| PROBLEM DESCRIPTION |
Copy every line of the listing below word for word, leaving out the pictures.

| DATA SUPPLIED |
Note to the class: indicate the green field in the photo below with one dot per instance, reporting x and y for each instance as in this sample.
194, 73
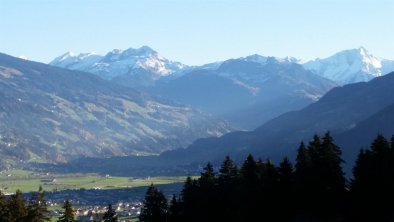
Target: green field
28, 181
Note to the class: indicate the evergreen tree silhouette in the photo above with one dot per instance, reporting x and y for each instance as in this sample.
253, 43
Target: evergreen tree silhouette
175, 210
37, 211
155, 206
228, 191
4, 211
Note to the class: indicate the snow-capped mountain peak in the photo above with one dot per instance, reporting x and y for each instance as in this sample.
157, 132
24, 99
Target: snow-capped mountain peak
350, 66
142, 63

| PROBLEM SOLUTION |
Note to the class: indicate the green field in the photo below with one dot per instance, reporting x and y for each instance as in this sample.
194, 73
Target: green field
28, 181
Note to the class: indicate the evergreen tree silhouette in the photo above with one dot per instance, reporting x and y for each instance as in this sample.
253, 43
Target: evergreen tree silhouette
175, 210
37, 211
155, 206
228, 191
4, 211
Note to the class: indicate the snow-capped mountain peak in the photo above with one dot per instance, reporting x and y for each instance as in this sample.
157, 132
24, 99
Target: snow-capped mountain peak
350, 66
142, 63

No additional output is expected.